==== Supplied data ====

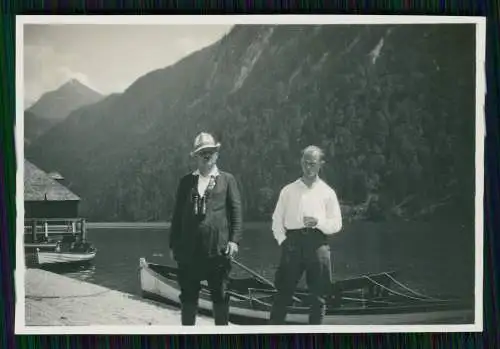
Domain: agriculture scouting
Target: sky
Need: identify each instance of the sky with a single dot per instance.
(107, 58)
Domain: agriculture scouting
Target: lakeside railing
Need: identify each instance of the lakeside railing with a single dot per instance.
(36, 227)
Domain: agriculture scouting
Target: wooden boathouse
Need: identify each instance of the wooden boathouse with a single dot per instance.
(49, 206)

====

## [What is required]
Rewrite all of the lines above, changing every "agriculture scouting" to "field survey" and keeping everything else the same. Leave the pictures out.

## [Reply to the exercise]
Domain: field survey
Target: sky
Need: identify each instance of the sky with a single dot per instance.
(107, 58)
Domain: field survey
Target: lakeside railing
Need: identify each instance of the lakeside railing with a single dot per instance.
(36, 227)
Domain: field survey
Target: wooden boathouse
Need: identify each instance of the wooden boathouse with a single dot per instance.
(49, 206)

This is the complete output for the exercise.